Set down the records again, keeping each line exactly as it is.

→ Data items:
○ ○ ○

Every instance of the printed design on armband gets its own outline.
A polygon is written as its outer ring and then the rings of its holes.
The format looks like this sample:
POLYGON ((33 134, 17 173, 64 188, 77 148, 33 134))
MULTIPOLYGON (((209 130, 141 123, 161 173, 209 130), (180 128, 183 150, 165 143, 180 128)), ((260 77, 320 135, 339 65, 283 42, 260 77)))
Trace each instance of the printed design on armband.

○ ○ ○

→ Reply:
Every instance of the printed design on armband gets its own outline.
A polygon is written as its outer ring and then the rings of its holes.
The format looks like this sample:
POLYGON ((33 134, 17 173, 64 188, 77 148, 33 134))
MULTIPOLYGON (((209 130, 141 123, 161 173, 209 130), (180 128, 183 150, 165 143, 180 128)), ((260 77, 320 135, 339 65, 283 42, 260 77)))
Trace each instance of the printed design on armband.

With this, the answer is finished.